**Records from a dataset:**
%%
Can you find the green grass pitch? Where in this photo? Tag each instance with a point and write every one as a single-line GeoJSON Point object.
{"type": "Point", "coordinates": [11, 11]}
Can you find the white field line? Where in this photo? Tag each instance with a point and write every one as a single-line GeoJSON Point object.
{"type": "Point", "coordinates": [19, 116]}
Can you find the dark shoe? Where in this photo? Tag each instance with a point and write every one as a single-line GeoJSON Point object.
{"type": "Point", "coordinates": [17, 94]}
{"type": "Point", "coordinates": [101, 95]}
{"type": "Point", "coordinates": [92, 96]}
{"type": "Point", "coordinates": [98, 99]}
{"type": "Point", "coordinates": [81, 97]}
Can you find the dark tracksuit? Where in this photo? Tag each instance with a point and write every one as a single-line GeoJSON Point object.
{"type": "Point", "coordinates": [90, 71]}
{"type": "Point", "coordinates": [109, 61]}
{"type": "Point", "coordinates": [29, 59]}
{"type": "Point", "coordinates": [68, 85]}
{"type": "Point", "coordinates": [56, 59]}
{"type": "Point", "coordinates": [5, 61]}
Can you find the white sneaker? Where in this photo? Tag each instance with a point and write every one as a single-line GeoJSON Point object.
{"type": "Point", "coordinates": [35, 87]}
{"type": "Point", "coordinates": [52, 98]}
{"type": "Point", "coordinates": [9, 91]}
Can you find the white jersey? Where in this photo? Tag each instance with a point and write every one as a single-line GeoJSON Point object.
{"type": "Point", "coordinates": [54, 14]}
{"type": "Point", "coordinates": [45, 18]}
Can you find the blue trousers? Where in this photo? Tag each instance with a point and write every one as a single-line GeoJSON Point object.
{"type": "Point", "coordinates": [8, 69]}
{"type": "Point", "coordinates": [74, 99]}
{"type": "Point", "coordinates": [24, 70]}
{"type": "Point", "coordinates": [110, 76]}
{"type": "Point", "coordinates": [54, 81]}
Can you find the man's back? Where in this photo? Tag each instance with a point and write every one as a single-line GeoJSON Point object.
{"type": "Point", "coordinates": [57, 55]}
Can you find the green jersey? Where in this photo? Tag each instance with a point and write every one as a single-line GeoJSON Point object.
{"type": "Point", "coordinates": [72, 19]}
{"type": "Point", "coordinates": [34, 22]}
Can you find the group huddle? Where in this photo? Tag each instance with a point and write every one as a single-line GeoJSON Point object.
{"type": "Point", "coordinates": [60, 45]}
%%
**Written task:** Reproduce all of the material above, swapping every "photo" for "image" and leaving everything else unchanged.

**Result below:**
Can you find the green grass pitch? Where in this image? Tag each instance with a point and write every one as a single-line GeoJSON Point object.
{"type": "Point", "coordinates": [11, 11]}
Can you find the white field line? Where in this image? Tag each instance with a point and write every one as a single-line GeoJSON Point object.
{"type": "Point", "coordinates": [19, 116]}
Can you find the dark shoe? Where in this image? Tag each instance with a point and write every one as a single-line GeoJSON Point object.
{"type": "Point", "coordinates": [17, 94]}
{"type": "Point", "coordinates": [101, 95]}
{"type": "Point", "coordinates": [92, 96]}
{"type": "Point", "coordinates": [98, 99]}
{"type": "Point", "coordinates": [81, 97]}
Can you find the dark tracksuit? Where in this image? Tag each instance with a point and write every one as a single-line GeoJSON Point object.
{"type": "Point", "coordinates": [90, 71]}
{"type": "Point", "coordinates": [109, 61]}
{"type": "Point", "coordinates": [29, 59]}
{"type": "Point", "coordinates": [68, 85]}
{"type": "Point", "coordinates": [56, 59]}
{"type": "Point", "coordinates": [5, 61]}
Can you find the white sneaker? Where in this image? Tag each instance with a point and write every one as a single-line GeoJSON Point object.
{"type": "Point", "coordinates": [35, 87]}
{"type": "Point", "coordinates": [52, 98]}
{"type": "Point", "coordinates": [9, 91]}
Can you find the white jersey? Where in this image? Tag each instance with a point and write every one as a single-line GeoJSON Point object.
{"type": "Point", "coordinates": [54, 14]}
{"type": "Point", "coordinates": [45, 18]}
Can you find the blue trousers? Where in this image? Tag each instance with a point and write every one as a single-line GeoJSON Point object.
{"type": "Point", "coordinates": [8, 69]}
{"type": "Point", "coordinates": [74, 99]}
{"type": "Point", "coordinates": [24, 70]}
{"type": "Point", "coordinates": [110, 76]}
{"type": "Point", "coordinates": [54, 81]}
Can you find the man's back? Where in this image? Tag each instance with a point and write every one as a single-line GeoJSON Point object.
{"type": "Point", "coordinates": [57, 55]}
Can you find the green jersey? Where in this image? Tag each instance with a point and write every one as a single-line GeoJSON Point object.
{"type": "Point", "coordinates": [72, 19]}
{"type": "Point", "coordinates": [34, 22]}
Can you find the group huddle? Where in this image? Tag each instance with a point and write every one as a single-line GeoJSON Point object.
{"type": "Point", "coordinates": [60, 45]}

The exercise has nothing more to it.